**Task brief**
Please copy each of the lines below word for word, leaving out the pictures.

===== Given data =====

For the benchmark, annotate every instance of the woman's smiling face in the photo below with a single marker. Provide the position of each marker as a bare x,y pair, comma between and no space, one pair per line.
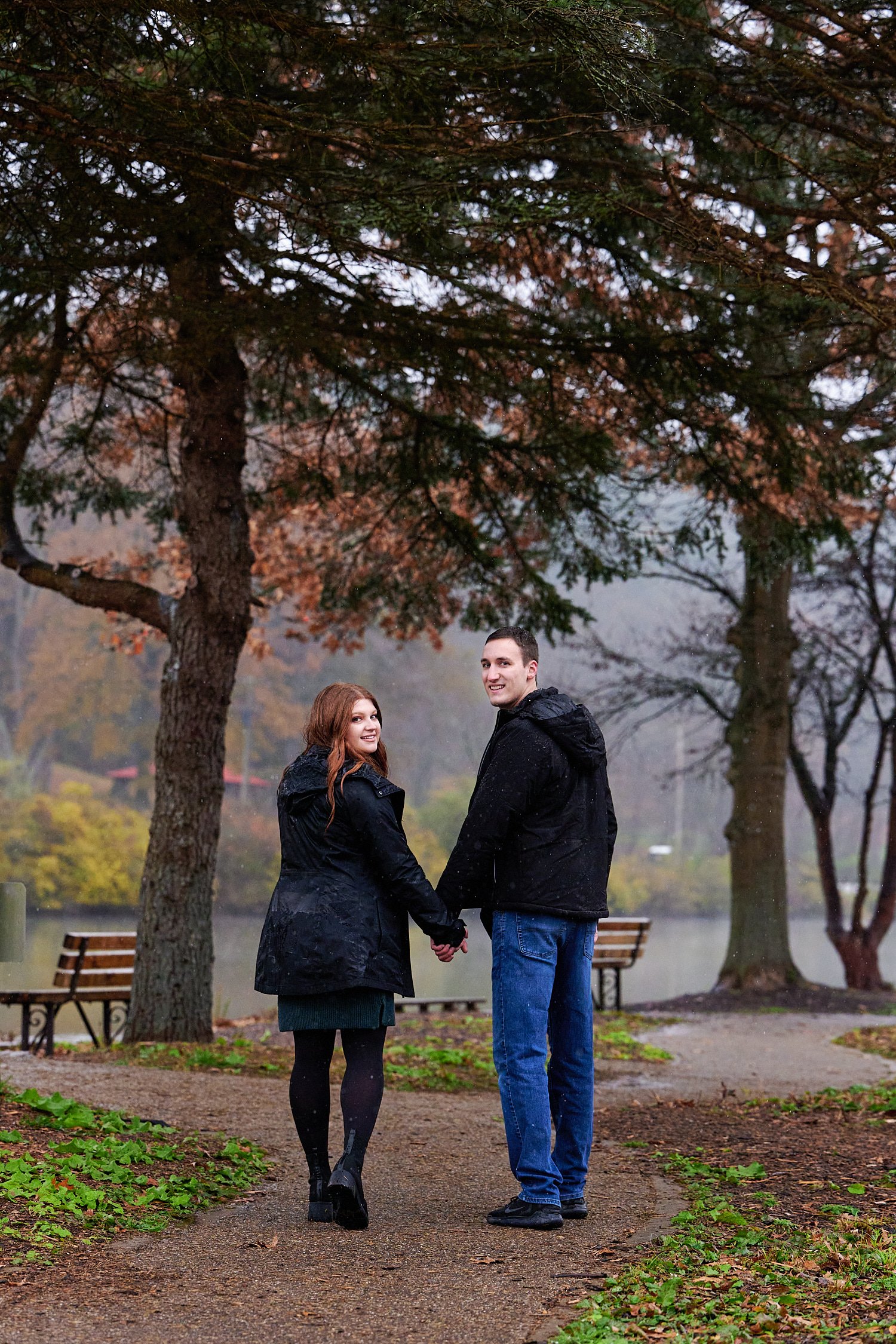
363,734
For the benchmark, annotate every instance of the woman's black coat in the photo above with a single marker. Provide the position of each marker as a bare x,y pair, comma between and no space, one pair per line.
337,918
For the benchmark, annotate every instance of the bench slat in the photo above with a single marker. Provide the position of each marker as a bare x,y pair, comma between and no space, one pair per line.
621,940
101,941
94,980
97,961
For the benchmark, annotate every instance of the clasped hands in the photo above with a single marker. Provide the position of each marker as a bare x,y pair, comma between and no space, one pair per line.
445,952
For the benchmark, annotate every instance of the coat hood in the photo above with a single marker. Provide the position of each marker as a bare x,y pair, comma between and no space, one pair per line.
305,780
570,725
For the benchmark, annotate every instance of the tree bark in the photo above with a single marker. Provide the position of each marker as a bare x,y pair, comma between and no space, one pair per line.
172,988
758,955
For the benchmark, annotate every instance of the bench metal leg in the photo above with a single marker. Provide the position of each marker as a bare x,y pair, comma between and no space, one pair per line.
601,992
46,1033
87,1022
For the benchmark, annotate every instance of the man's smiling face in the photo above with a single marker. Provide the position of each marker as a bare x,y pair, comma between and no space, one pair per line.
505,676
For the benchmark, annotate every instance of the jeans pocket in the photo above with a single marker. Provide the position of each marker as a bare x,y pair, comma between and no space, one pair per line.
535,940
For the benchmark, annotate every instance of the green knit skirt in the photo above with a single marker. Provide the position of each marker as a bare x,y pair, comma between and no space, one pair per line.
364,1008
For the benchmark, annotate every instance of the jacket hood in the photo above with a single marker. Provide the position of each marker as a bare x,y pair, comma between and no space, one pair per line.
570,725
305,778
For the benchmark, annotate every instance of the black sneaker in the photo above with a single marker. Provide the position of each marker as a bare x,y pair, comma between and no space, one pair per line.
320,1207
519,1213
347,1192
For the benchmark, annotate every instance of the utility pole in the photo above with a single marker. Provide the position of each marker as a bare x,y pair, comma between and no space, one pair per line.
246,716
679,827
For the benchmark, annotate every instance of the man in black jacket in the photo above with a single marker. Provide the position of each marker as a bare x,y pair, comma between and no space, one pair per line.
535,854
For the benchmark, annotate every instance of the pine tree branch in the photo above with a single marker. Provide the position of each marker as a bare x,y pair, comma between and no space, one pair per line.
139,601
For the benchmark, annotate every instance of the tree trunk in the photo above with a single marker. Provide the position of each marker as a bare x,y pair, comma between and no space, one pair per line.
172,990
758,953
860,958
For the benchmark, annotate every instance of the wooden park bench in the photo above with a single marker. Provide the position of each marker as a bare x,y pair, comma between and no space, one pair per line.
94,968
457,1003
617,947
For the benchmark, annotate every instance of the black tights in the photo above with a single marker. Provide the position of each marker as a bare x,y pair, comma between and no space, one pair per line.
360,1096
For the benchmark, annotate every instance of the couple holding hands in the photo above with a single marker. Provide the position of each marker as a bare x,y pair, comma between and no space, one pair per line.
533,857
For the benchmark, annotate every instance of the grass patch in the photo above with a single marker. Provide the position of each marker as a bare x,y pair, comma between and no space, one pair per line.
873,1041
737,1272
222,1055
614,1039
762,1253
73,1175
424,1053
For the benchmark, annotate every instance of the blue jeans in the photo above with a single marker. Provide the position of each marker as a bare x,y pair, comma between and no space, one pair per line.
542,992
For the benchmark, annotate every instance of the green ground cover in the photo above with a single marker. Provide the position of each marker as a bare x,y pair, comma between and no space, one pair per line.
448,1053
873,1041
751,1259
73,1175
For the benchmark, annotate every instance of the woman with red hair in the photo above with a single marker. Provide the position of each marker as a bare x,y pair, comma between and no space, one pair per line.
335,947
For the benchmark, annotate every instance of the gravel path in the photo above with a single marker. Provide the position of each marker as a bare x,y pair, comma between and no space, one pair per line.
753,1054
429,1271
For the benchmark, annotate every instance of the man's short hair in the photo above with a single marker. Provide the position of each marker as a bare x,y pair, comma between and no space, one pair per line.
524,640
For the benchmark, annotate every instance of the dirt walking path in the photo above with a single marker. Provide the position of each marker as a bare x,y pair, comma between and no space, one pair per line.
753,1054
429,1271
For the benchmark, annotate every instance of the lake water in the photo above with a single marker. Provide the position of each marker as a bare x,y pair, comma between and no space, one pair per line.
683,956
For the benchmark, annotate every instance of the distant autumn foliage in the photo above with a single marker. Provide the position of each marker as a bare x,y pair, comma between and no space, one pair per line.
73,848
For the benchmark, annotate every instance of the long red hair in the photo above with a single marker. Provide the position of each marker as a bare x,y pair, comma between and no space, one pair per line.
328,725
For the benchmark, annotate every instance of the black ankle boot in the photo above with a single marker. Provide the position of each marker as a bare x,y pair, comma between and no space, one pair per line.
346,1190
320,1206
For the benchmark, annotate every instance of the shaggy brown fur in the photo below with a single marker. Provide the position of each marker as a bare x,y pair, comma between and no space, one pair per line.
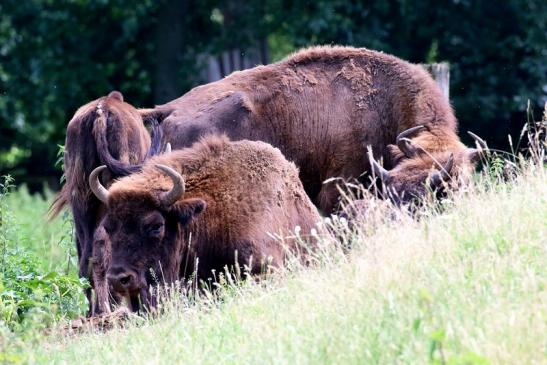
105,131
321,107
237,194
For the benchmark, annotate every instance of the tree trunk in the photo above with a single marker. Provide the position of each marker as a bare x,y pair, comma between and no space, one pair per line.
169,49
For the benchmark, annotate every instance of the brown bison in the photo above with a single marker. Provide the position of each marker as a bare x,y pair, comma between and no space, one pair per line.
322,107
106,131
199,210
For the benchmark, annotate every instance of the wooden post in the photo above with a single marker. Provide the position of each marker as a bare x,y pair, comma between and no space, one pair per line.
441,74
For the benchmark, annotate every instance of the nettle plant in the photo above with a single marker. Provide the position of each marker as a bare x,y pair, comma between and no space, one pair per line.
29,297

=====

**Output for this task**
For the benchmark, annotate every instance of the woman's smiling face in the photo below with a single marker. Provide the position of each marker as a bare x,y pair, comma between and no space, one pair per line.
363,734
For the benchmark, annotate every instance of the woman's black coat in the photo above with a single marker. Provide the position of each marker as a bare x,y pair, comma between and no space, one pair per line.
337,918
For the benchmark, annotate every instance of the bench slat in the photo above with a single marker. Provide the position of each marker as a bare x,y pair, comma between and no space, one pair per line.
621,940
101,941
94,980
97,961
For the benchmark, annotate every instance of the clasped hands in the photo above with a single marker. Provide the position of each marker as a bare x,y pair, comma between and no space, one pair per line.
445,952
For the benchmark, annotate every instance of the coat hood in the photo above with a single marker. Provide the position of each marker as a bare x,y pair, comma between and no space, one pair per line.
305,780
570,725
For the benchmark, annotate every instance of the tree bark in the photo above with a single marker. Provide the position of each marker as a bare x,y pair, comma between and no space, one pair per line.
172,988
758,955
For the benchmark, annotate every instance of the bench metal leg in the photo above with a single marker. Provide the position of each marker as a bare x,y pair, comma between and no space, one pair per line.
601,992
46,1033
87,1022
For the benchmark, annotate every instance of the man's smiling face in the photo above with a single marker. Provide the position of each marker as a bare x,y pair, comma between and no space, one pair per line.
505,676
For the benchmark, annotate every instance of the jeans pocket in the photo above with a single marker. Provide the position of each marker as a bare x,y pair, comma between and no space, one pair per line.
535,940
For the benchmark, annotate every instance of the green knit skirt in the photo above with a single marker. Provide the position of each marker as a bare x,y pair, comma between and no space, one pair per line.
364,1008
For the benchmark, annotate every instance of the jacket hood in the photo above with a single marker. Provide the position of each marker as a bare x,y pair, comma between and no space, one pair per line.
570,725
305,778
For the benchmark, annotate every instance of the black sneaker in the photo above with a single marker. Provide the position of each marker as a bare x,y pair, comma between and no space, one pair per line.
320,1207
519,1213
347,1192
For the benchmark, annotate every instance of the utility pole in the photo above with a single marker. Provide the position of each marker as a bare x,y pair, comma between and no space, one pair per line.
246,716
679,827
For the benchmark, annotate every instance of the man in black jacket in the photo above with a single marker. Provide the position of each marker as a bare x,y pair, comma between and no space, one pair per line.
535,854
For the benchmark, annotate every instance of the pine tree branch in the photo above with a single marker. Provide the position of each marker as a bare x,y pair, comma between and no space, one pair per line.
139,601
For the benchmark, annotate every instance of the tree trunk in the photo above with a single marker. Provide the position of each marker as a bare x,y pair, comma between and no space, one pair per line.
172,990
758,953
860,958
For the benchmark, annotate every instance of the wooden park bench in the photo above with a single marker. Provide the position of each marker as a bare x,y pair, comma between and no space, one pair per line.
94,968
457,1003
617,947
For the benchmark, annotate every instance of the black tights in the photo above with a single marker. Provide the position of each marker as a bare x,y pair, comma between and no space, one pair per line.
360,1096
For the benchmark, annotate every instance of the couple holding hands in the photo above with a single marker. Provide the position of each marker as a bare x,y pair, comma between and no space, one pair per line.
533,857
For the benchmark, annotate every instance of the grass patch in the photo above with a single marker. Provide the position of each marker as a bare x,y pair, comma between and no space, one pair per line.
873,1041
737,1272
222,1055
614,1039
762,1253
73,1175
424,1053
For the benchmark, annotate every instance of the blue jeans in the photo above with a single marker. Provide the position of each marker as a bare x,y pair, comma between and no space, one pair per line.
542,992
For the benchmark, annotate every instance of the green ground cover in the photo above with a single marker. Provide the position of each marker as a bare x,y pair, comma between and no space, one pair per line.
448,1053
873,1041
751,1259
73,1175
For the benchmark, annotate every instance of the woman with red hair in the photo above with a single marker. Provide the position of each marker as a bare x,y pair, comma between and no space, one pair per line.
335,947
For the benchmark, annotate every instance of the gravel path in the photo above with a single marker. Provide the position of each marker as a bare x,y pair, comma between and no space, one pair per line.
753,1054
429,1271
For the benchmark, annotate every instance of the man's short hair in the photo above with a single marker. Provide the position of each marker as a bare x,y pair, comma between and no space, one pair per line.
524,640
For the benchmark, annotate every instance of the dirt walking path in the photo above with a single marker. Provide the position of each marker as a bare x,y pair, comma between and no space, one pair per line.
753,1054
429,1271
For the benchmark, annotate every instance of the lake water in the photo above with a single marker. Provide the position of each marker as a bare x,y pair, comma between and no space, one pair per line.
683,956
For the benchmark, annotate every instance of the distant autumn foliage in the photo above with a single marker. Provide the position of each marker as a bare x,y pair, comma between and no space, one pair per line.
73,848
For the benchmark, annotate every instance of the long red hair in the photo above with a single marker. Provide the position of each marker as a bare x,y pair, comma between and no space, one pair per line.
328,725
For the benchmark, annotate every instance of the black ankle boot in the photo above with a single marker. Provide the position of each marker as a bare x,y pair, comma between and no space, one pair per line.
346,1190
320,1206
For the benchmark, annotate every instance of the shaggy brown fur in the photo below with a single marker. Provide the position of each marker as a bare x,y pair, comma between and no space, one pair per line.
105,131
321,107
237,194
For the benchmark, annotate every instance of the tree trunk in the photo above with a single marker. Provide the position of each marker as a bare x,y pair, comma between and no space, one pair per line.
169,49
For the benchmark, annotate every instance of the brown bison in the photo above with a single marker. Provide the position of each marker as a bare x,y pair, comma between and no space, one pair per line.
322,107
106,131
199,210
For the benchmark, annotate every instance of the wooden post in the photo above with a single marker. Provide the position of each marker as a bare x,y pair, comma between and no space, one pair per line.
441,74
For the benchmark, annotate every instance of the nettle plant in the photo above with a single marker. Provide the position of each marker as a bare x,y pair, comma between and no space, one pair per line.
29,297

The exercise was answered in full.